* [Vorliegender Textauszug]:
==============================

Einzelhandel in Halle Einzelhandel in Halle: Wie geht es weiter mit dem oberen Boulevard?

Halle (Saale) - Es ist eigentlich ein Grund zum Feiern: Antje Lutzke, die auf der oberen Leipziger Straße in Halle eine Mode-Boutique betreibt, hat Jubiläum. Ihr Geschäft gibt es inzwischen seit 20 Jahren. Allerdings macht sich die 46-Jährige ernsthaft Sorgen, ob sie an dem Standort noch viele weitere Jahre wirtschaftlich überleben kann.

==============================

* [Angezeigte Informationen]:
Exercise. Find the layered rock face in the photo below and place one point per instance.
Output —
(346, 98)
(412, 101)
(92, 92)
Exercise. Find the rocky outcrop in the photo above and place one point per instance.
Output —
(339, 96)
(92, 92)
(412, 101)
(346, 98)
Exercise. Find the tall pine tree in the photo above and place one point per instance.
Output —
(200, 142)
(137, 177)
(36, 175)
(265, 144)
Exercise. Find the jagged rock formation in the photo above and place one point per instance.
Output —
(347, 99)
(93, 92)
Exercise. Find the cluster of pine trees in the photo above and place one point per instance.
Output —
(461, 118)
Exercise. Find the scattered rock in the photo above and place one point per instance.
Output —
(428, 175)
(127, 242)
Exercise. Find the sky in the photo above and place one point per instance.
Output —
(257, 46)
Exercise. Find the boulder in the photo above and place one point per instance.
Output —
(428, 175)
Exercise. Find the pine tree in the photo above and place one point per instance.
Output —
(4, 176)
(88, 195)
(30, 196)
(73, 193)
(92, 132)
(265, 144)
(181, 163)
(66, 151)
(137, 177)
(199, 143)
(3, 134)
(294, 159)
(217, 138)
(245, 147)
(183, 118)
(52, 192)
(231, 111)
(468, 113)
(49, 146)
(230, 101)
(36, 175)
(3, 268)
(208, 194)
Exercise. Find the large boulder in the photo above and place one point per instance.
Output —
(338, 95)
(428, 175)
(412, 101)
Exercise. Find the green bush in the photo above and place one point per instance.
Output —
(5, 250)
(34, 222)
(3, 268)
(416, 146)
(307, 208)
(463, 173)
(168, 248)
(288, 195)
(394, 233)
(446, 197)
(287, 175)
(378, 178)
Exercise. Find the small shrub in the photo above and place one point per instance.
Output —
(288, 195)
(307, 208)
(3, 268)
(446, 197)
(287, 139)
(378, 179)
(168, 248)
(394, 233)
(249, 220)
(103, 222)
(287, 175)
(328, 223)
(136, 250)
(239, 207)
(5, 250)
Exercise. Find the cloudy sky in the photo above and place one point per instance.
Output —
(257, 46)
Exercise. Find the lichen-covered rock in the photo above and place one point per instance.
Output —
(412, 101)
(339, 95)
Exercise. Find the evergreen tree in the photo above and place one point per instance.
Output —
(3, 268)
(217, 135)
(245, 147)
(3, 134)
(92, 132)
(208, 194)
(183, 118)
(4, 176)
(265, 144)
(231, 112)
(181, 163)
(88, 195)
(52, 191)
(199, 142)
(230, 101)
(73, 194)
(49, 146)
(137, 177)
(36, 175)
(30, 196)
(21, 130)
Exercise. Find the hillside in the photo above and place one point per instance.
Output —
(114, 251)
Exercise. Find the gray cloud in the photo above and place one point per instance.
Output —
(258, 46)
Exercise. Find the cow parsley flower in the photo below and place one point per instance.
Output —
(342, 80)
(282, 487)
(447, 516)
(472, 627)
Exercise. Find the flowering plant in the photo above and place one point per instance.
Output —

==============================

* [Zu lösende Aufgaben]:
[1] Gib den Textauszug über den Einzelhandel in Halle wörtlich wieder, von „Einzelhandel in Halle Einzelhandel“ bis „wirtschaftlich überleben kann.“.
[2] Erkläre anhand des Textauszugs über den Einzelhandel in Halle, warum es eigentlich einen Grund zum Feiern gibt.

* [Antworten je Aufgabe]:
[1]
Einzelhandel in Halle Einzelhandel in Halle: Wie geht es weiter mit dem oberen Boulevard?

Halle (Saale) - Es ist eigentlich ein Grund zum Feiern: Antje Lutzke, die auf der oberen Leipziger Straße in Halle eine Mode-Boutique betreibt, hat Jubiläum. Ihr Geschäft gibt es inzwischen seit 20 Jahren. Allerdings macht sich die 46-Jährige ernsthaft Sorgen, ob sie an dem Standort noch viele weitere Jahre wirtschaftlich überleben kann.

[2] Antje Lutzke betreibt auf der oberen Leipziger Straße in Halle eine Mode-Boutique und hat Jubiläum. Ihr Geschäft gibt es inzwischen seit 20 Jahren.